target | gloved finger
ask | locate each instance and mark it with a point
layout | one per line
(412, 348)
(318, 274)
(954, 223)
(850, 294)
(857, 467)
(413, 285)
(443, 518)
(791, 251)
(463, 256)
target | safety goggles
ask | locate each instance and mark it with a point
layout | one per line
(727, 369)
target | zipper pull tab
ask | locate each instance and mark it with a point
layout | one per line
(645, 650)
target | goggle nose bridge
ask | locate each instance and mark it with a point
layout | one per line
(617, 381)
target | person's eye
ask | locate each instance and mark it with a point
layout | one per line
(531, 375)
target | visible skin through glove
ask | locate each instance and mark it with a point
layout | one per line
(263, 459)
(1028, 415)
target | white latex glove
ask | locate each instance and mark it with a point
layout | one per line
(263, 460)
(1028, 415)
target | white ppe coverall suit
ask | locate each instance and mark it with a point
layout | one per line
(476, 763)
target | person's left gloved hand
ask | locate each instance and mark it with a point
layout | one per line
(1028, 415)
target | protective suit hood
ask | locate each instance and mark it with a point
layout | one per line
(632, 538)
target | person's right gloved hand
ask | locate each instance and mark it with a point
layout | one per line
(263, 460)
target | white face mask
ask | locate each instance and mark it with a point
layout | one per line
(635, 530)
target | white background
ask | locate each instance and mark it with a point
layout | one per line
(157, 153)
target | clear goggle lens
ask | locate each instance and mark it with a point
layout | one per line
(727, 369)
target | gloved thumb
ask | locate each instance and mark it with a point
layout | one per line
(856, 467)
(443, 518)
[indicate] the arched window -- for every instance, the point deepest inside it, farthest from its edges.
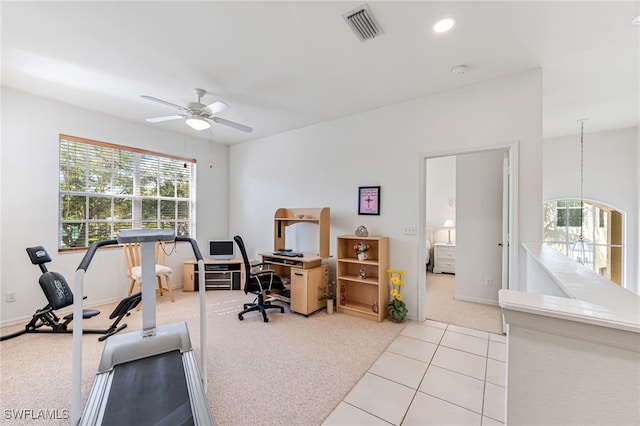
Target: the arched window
(602, 227)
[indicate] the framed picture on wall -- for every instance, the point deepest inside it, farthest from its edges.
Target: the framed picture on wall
(369, 200)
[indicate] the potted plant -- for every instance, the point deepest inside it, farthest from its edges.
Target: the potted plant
(328, 293)
(396, 306)
(361, 249)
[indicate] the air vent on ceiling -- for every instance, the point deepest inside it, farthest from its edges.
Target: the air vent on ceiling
(363, 24)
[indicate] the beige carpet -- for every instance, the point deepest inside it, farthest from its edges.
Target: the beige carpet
(291, 370)
(443, 307)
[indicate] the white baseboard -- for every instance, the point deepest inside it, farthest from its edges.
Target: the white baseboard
(476, 300)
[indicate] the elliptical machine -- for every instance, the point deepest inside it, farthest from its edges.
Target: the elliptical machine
(59, 295)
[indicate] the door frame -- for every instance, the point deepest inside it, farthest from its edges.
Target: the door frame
(512, 220)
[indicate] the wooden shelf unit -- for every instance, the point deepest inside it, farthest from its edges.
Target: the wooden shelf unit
(219, 275)
(362, 293)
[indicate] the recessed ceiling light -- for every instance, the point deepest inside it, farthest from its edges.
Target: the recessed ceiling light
(443, 25)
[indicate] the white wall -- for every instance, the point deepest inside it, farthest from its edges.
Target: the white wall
(29, 187)
(610, 165)
(441, 193)
(323, 165)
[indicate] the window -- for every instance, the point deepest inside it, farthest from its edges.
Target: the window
(602, 227)
(105, 188)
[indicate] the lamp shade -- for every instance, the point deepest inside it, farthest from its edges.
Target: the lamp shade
(198, 123)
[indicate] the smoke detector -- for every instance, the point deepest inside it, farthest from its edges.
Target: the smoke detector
(363, 23)
(459, 70)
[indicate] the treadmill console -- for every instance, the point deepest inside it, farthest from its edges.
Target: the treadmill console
(127, 236)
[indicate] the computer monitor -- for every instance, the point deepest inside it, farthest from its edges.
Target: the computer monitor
(222, 249)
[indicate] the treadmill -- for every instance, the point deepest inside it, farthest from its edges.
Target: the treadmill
(146, 377)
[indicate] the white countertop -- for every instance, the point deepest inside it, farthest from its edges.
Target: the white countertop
(591, 299)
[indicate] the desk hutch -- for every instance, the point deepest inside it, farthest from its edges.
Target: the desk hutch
(309, 273)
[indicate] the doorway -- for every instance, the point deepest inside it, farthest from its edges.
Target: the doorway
(481, 175)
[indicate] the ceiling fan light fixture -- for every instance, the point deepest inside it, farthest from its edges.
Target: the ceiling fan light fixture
(444, 25)
(198, 123)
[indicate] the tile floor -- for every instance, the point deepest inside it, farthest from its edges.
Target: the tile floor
(431, 374)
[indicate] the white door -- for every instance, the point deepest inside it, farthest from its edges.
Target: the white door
(479, 226)
(505, 220)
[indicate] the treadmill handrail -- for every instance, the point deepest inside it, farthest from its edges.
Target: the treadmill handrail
(86, 260)
(76, 409)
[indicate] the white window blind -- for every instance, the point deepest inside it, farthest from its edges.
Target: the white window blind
(106, 187)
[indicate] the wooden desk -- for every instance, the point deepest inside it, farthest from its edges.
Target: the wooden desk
(219, 274)
(308, 274)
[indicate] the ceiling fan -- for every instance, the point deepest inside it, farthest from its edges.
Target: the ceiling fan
(197, 114)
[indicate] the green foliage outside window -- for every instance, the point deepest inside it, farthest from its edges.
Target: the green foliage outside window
(105, 188)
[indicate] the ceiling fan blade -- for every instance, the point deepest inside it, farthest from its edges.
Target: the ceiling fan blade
(232, 124)
(216, 107)
(165, 118)
(151, 98)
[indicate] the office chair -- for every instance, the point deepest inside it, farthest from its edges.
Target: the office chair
(260, 282)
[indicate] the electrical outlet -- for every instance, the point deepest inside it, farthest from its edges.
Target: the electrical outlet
(409, 230)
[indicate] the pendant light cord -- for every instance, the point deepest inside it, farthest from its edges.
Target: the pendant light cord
(581, 180)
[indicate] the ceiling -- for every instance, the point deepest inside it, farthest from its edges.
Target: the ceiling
(288, 65)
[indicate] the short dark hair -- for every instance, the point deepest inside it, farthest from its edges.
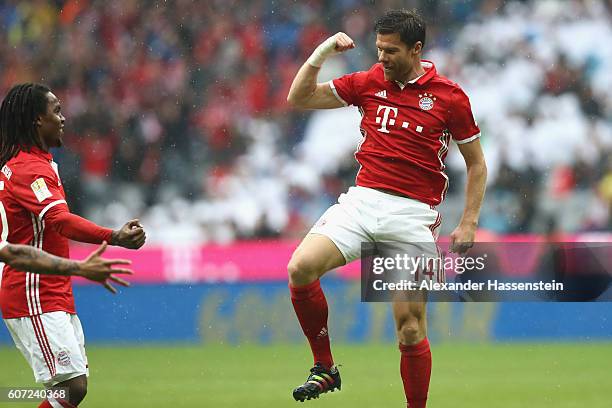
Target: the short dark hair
(20, 107)
(408, 23)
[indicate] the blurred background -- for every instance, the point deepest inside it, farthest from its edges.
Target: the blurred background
(176, 114)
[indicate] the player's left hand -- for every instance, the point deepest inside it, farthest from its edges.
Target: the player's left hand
(462, 239)
(101, 270)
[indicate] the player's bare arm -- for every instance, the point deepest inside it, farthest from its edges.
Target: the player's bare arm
(94, 268)
(462, 238)
(305, 92)
(131, 235)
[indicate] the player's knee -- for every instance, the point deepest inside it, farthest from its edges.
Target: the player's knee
(410, 332)
(301, 271)
(77, 390)
(410, 328)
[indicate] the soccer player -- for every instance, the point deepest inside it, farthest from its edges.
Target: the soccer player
(39, 309)
(410, 113)
(94, 268)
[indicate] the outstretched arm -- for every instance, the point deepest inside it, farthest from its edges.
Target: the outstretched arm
(462, 238)
(71, 226)
(94, 268)
(305, 92)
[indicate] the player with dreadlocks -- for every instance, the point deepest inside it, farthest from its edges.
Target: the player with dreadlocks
(38, 309)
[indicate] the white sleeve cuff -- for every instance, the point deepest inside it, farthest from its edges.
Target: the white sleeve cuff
(49, 206)
(468, 140)
(333, 88)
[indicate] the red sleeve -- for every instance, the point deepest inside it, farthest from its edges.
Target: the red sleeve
(36, 188)
(76, 228)
(347, 88)
(461, 123)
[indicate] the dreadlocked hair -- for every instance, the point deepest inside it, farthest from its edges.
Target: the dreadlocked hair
(20, 107)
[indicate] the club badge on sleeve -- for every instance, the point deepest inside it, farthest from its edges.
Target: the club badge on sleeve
(39, 187)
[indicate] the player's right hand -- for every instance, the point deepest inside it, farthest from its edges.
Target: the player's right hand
(131, 235)
(97, 269)
(342, 42)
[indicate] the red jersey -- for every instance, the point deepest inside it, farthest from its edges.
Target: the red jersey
(407, 129)
(30, 186)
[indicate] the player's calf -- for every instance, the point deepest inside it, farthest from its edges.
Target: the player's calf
(77, 389)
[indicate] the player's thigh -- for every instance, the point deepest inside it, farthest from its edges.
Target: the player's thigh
(64, 343)
(315, 255)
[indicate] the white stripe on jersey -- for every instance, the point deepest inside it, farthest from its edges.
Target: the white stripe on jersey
(33, 279)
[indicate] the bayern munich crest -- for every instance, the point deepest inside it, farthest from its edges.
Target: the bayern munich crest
(426, 102)
(63, 358)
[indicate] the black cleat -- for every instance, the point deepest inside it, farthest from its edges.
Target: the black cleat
(320, 381)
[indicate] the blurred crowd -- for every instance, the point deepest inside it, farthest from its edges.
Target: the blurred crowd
(176, 111)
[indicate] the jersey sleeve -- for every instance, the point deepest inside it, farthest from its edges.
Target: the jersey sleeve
(36, 188)
(347, 88)
(461, 123)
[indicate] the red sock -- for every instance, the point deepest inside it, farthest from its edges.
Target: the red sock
(310, 307)
(415, 367)
(58, 403)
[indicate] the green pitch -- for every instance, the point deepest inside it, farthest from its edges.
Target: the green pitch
(464, 376)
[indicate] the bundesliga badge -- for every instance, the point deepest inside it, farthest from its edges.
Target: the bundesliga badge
(426, 101)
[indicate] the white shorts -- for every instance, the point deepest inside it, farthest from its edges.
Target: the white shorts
(53, 344)
(368, 215)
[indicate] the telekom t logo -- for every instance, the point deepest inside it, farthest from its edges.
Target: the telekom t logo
(384, 120)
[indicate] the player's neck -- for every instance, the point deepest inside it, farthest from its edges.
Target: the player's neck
(43, 145)
(415, 71)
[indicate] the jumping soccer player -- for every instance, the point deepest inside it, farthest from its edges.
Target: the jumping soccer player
(39, 309)
(94, 268)
(410, 113)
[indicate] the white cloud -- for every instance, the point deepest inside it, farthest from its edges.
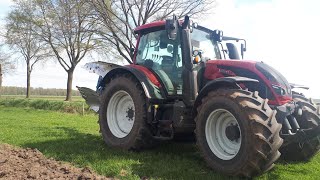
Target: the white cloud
(281, 33)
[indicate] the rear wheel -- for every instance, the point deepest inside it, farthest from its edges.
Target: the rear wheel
(122, 114)
(237, 132)
(308, 118)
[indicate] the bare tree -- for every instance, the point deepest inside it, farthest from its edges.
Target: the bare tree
(67, 28)
(118, 18)
(21, 38)
(5, 65)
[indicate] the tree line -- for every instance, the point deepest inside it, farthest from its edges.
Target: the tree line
(68, 30)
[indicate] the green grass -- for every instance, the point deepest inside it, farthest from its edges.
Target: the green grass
(33, 97)
(47, 104)
(76, 139)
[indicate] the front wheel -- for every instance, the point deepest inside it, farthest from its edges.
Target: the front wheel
(122, 114)
(237, 132)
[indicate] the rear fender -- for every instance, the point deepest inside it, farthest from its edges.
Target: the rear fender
(225, 82)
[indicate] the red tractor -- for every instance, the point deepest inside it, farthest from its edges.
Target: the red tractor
(243, 113)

----------------------------------------

> [WHAT TO WORK ON]: Copy out the stretch from the line containing "[indicate] the red tractor" through the end of the records, reproducing each line precisely.

> [IN RESPONSE]:
[indicate] the red tractor -- for every instance, the point deepest inside it, farthest from its edges.
Target: the red tractor
(243, 113)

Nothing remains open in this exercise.